**Goal**: Retype, exactly as written, every line from the one containing "Each instance receives one keypoint. Mark the stone wall" through the last line of the records below, both included; skip the pictures.

Coordinate annotation records
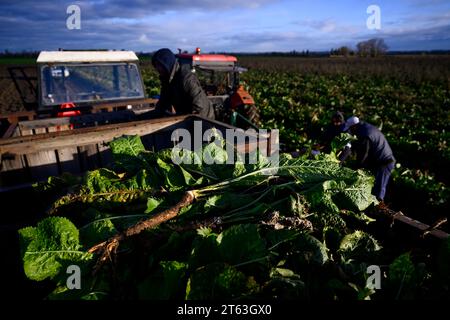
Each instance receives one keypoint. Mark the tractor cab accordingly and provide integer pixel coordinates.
(77, 79)
(219, 77)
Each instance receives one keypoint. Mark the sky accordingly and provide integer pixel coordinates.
(222, 26)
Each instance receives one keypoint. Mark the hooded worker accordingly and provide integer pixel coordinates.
(372, 152)
(180, 88)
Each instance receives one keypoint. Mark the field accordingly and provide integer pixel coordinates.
(306, 232)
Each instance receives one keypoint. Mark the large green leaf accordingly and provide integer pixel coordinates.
(359, 246)
(49, 246)
(241, 244)
(167, 283)
(217, 281)
(126, 152)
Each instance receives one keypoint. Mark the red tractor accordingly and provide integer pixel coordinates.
(219, 76)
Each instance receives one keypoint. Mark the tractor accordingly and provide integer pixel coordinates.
(219, 77)
(72, 83)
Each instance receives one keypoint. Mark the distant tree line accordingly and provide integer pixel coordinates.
(371, 48)
(27, 54)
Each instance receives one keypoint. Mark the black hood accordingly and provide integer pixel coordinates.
(164, 57)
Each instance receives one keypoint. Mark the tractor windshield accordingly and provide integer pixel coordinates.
(89, 83)
(214, 82)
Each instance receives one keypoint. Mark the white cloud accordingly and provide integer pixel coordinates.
(144, 39)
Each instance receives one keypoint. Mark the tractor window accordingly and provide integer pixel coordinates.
(87, 83)
(214, 83)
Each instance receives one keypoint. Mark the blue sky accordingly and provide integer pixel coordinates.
(230, 25)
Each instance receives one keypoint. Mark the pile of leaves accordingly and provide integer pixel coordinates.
(249, 230)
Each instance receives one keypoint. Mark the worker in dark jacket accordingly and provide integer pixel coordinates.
(180, 88)
(335, 128)
(372, 152)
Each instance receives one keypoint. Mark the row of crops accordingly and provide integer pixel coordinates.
(146, 228)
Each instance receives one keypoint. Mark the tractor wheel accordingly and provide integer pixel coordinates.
(251, 113)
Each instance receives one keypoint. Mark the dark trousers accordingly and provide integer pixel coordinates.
(382, 175)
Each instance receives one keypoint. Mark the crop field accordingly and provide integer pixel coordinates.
(407, 97)
(147, 228)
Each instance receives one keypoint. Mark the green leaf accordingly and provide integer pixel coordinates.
(217, 281)
(96, 232)
(49, 246)
(359, 246)
(310, 250)
(205, 250)
(401, 270)
(152, 204)
(167, 283)
(357, 196)
(241, 244)
(126, 152)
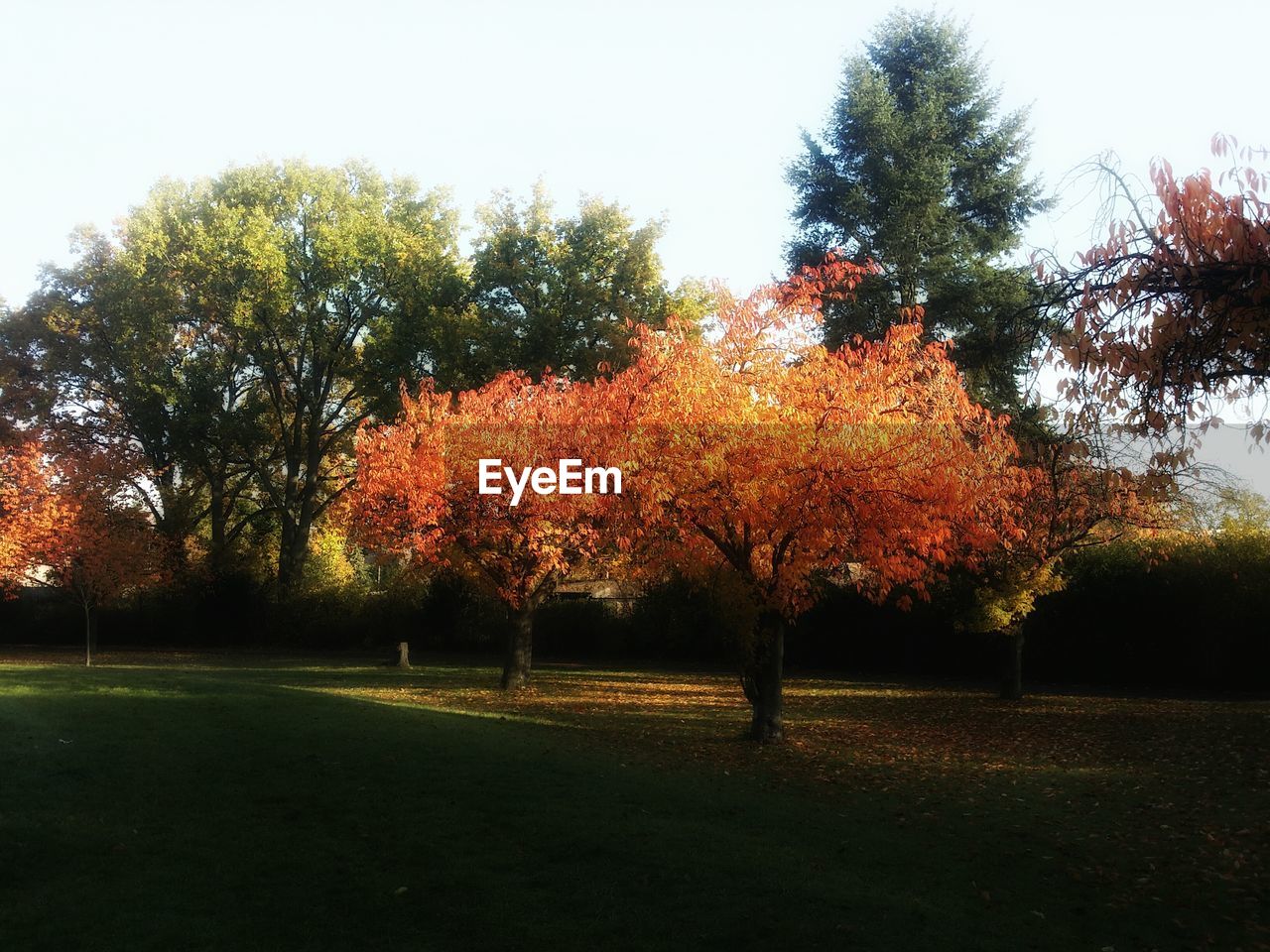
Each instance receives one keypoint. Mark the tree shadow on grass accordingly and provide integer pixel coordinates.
(246, 816)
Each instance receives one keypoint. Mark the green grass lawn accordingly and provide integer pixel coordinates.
(187, 806)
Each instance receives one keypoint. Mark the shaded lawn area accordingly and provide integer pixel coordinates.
(338, 807)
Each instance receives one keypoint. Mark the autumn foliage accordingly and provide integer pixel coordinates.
(63, 526)
(418, 490)
(765, 460)
(1173, 316)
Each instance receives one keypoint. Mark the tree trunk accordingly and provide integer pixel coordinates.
(293, 549)
(1012, 666)
(761, 679)
(217, 517)
(520, 648)
(89, 634)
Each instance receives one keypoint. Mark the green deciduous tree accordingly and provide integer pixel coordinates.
(561, 293)
(235, 331)
(916, 171)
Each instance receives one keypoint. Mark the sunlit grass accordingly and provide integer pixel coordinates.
(619, 810)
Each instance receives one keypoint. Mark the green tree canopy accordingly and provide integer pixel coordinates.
(235, 331)
(916, 171)
(558, 293)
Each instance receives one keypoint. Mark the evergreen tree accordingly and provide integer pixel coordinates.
(916, 171)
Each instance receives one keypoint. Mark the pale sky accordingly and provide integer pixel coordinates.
(688, 111)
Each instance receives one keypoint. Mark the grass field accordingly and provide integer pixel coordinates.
(172, 803)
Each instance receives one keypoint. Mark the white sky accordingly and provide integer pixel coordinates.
(688, 109)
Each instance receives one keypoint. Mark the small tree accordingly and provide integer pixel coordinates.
(1070, 499)
(62, 527)
(774, 462)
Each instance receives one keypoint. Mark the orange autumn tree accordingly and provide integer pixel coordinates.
(1170, 317)
(1072, 498)
(420, 479)
(32, 513)
(765, 462)
(64, 526)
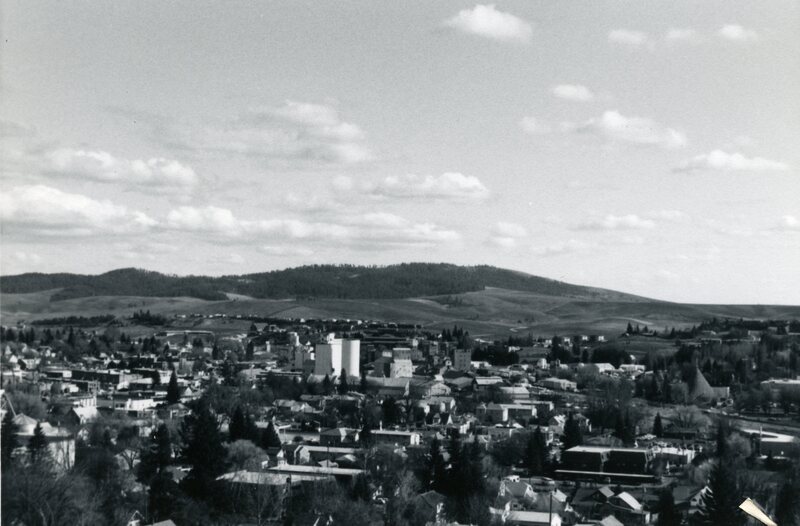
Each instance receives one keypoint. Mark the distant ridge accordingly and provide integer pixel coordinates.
(406, 280)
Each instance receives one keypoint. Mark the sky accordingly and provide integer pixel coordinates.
(646, 147)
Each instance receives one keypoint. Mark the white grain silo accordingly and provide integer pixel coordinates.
(351, 357)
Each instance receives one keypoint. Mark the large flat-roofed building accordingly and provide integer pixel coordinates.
(335, 355)
(631, 461)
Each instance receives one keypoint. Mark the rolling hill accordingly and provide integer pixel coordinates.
(318, 281)
(487, 301)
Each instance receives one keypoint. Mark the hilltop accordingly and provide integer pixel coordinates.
(485, 300)
(407, 280)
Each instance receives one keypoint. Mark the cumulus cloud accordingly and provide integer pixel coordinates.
(44, 210)
(378, 229)
(676, 34)
(789, 222)
(292, 132)
(101, 166)
(562, 247)
(629, 37)
(615, 222)
(724, 161)
(534, 126)
(286, 251)
(635, 130)
(447, 186)
(737, 33)
(674, 216)
(486, 21)
(506, 235)
(573, 92)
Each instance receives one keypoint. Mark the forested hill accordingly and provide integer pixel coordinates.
(406, 280)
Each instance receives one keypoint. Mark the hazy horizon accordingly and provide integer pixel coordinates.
(649, 149)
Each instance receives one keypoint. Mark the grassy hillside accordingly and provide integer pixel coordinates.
(406, 280)
(492, 312)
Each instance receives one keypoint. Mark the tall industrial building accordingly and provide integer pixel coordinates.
(337, 354)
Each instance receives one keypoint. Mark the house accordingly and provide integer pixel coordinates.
(425, 388)
(513, 393)
(519, 494)
(626, 508)
(559, 384)
(338, 436)
(389, 436)
(394, 387)
(533, 518)
(429, 506)
(482, 384)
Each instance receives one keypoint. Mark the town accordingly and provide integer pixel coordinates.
(242, 419)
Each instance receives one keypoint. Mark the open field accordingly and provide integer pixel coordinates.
(492, 312)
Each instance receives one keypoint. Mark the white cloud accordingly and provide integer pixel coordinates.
(101, 166)
(27, 258)
(286, 251)
(295, 132)
(737, 33)
(447, 186)
(674, 216)
(680, 35)
(378, 229)
(564, 247)
(534, 126)
(789, 222)
(506, 235)
(488, 22)
(614, 222)
(573, 92)
(723, 161)
(505, 229)
(44, 210)
(636, 130)
(629, 37)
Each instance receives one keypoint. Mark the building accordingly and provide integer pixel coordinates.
(336, 354)
(462, 360)
(390, 436)
(559, 384)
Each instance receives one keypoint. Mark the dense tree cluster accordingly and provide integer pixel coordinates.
(322, 281)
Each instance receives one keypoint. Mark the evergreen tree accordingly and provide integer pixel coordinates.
(8, 437)
(249, 351)
(236, 427)
(572, 433)
(722, 438)
(203, 451)
(251, 431)
(156, 454)
(343, 385)
(629, 435)
(720, 503)
(173, 391)
(270, 438)
(658, 427)
(37, 445)
(365, 436)
(668, 514)
(436, 476)
(536, 452)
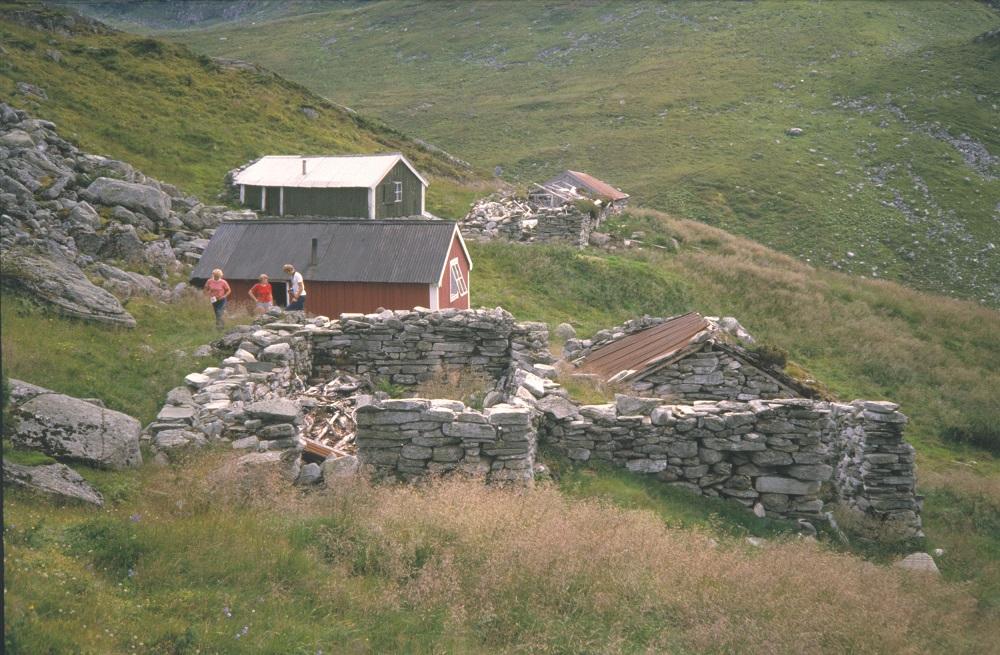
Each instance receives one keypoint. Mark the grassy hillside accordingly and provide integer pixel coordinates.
(183, 118)
(193, 558)
(686, 105)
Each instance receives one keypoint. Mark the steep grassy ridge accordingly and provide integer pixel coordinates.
(685, 105)
(184, 118)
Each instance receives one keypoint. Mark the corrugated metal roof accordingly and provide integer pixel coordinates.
(597, 186)
(645, 348)
(350, 171)
(395, 250)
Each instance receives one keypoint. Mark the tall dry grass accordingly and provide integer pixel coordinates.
(450, 566)
(534, 571)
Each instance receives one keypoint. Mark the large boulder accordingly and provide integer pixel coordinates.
(56, 480)
(121, 242)
(65, 427)
(138, 197)
(59, 282)
(126, 284)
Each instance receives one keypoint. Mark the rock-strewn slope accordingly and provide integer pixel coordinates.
(69, 218)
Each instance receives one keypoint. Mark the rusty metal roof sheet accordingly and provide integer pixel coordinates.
(597, 186)
(645, 348)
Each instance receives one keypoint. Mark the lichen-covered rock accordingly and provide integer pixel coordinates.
(60, 283)
(66, 427)
(56, 480)
(138, 197)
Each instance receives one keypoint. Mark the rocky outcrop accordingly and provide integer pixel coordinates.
(59, 283)
(56, 480)
(63, 210)
(68, 428)
(138, 197)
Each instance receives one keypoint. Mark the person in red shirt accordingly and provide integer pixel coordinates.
(218, 292)
(262, 294)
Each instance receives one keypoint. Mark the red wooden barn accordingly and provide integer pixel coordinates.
(348, 265)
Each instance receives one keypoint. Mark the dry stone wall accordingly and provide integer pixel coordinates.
(415, 437)
(514, 220)
(776, 454)
(715, 367)
(713, 373)
(783, 457)
(409, 347)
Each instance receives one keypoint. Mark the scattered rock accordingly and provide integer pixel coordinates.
(918, 562)
(339, 469)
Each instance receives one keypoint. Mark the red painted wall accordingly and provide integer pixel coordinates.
(444, 293)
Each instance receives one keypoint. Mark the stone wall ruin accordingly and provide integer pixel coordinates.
(514, 220)
(782, 457)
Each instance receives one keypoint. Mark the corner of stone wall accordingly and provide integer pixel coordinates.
(413, 438)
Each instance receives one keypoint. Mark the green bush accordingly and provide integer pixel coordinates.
(770, 356)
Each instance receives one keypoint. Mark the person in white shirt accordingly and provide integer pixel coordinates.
(296, 289)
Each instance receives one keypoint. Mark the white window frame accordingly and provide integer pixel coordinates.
(455, 278)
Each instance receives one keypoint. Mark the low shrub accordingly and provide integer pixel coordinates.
(770, 356)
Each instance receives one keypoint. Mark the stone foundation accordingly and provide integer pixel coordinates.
(415, 437)
(776, 453)
(409, 347)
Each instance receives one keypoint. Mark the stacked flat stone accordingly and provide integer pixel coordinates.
(712, 373)
(275, 423)
(768, 452)
(414, 438)
(409, 347)
(776, 453)
(773, 455)
(267, 364)
(876, 473)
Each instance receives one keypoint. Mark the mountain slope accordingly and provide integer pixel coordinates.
(157, 552)
(181, 117)
(686, 106)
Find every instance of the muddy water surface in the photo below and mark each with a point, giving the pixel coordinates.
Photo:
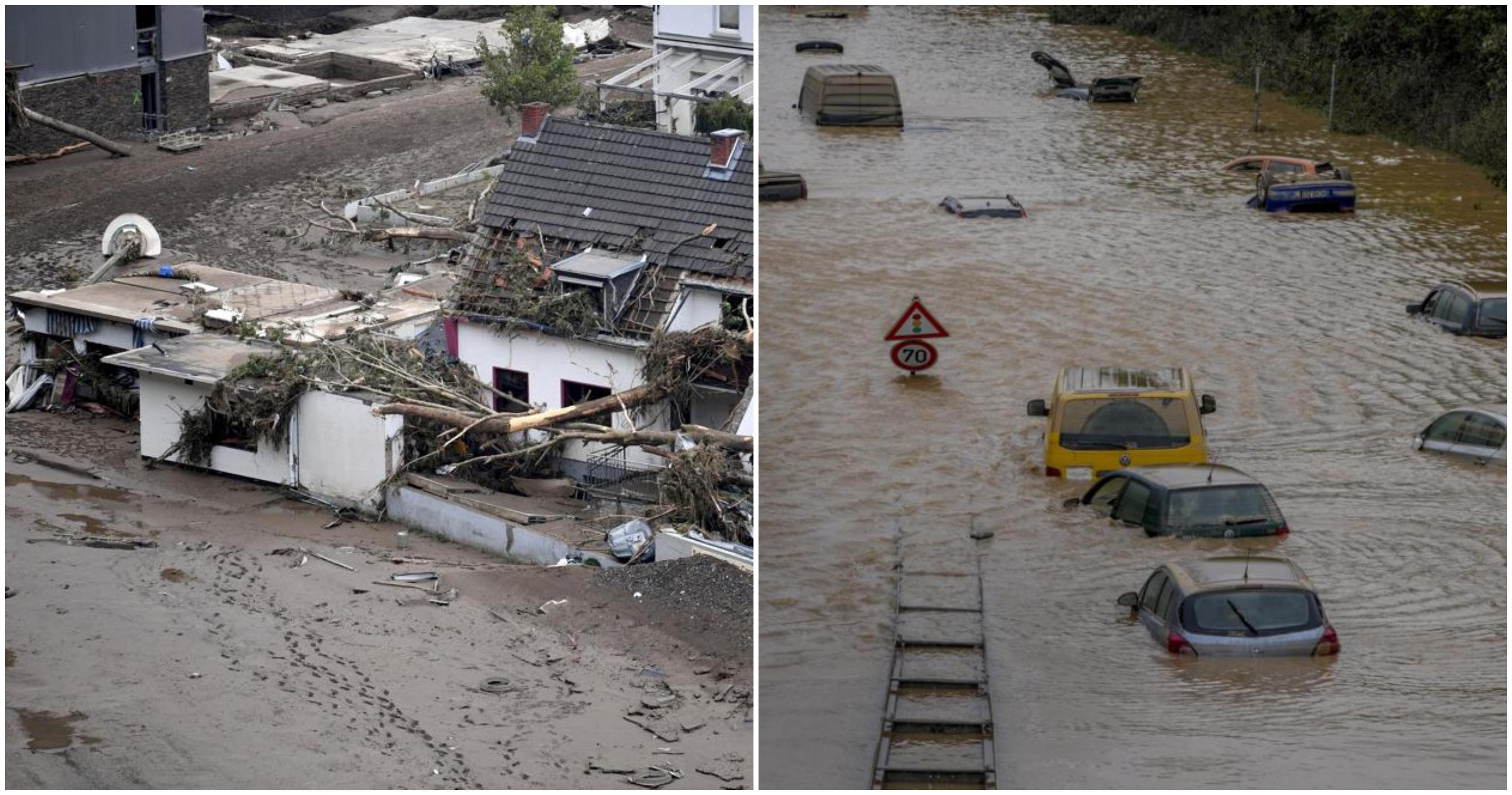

**Task answer**:
Each instance receives one keypoint. Mark the stone wall ruin accordingly and provide integer pixel coordinates.
(514, 220)
(782, 457)
Each instance receives one keypoint. Mark the corner of stone wall accordingly and provide integer pixel coordinates.
(413, 438)
Each instance receives one keypoint. Mark the green bush accordingly and provide integer pixel coordinates.
(770, 356)
Each instance receives one keypoint. Mark the person in white shirt accordingly and provide integer pixel coordinates.
(296, 289)
Each instance receives one keypoint. Mark the white window frame accordingly and provide integer pixel coordinates.
(455, 278)
Each instance receives one keypoint. Mark the low shrub accordingly and provide integer pixel coordinates.
(770, 356)
Each instance receives one keypoint. Mark the stone foundation accordingly and provide integer pixel coordinates.
(415, 437)
(776, 453)
(409, 347)
Each instance receives one keypoint. Mark the stacked flat stone accordingly and provide integer pixel coordinates.
(712, 373)
(275, 423)
(768, 452)
(414, 438)
(409, 347)
(776, 453)
(773, 455)
(267, 364)
(876, 473)
Each instance receives one keypoint. Mark the mountain slope accordingly and provide integer pixel coordinates.
(157, 552)
(181, 117)
(686, 106)
Find every instance of the muddy water surface in the photo below and mark each with a point, giving the pixel coordinates.
Photo:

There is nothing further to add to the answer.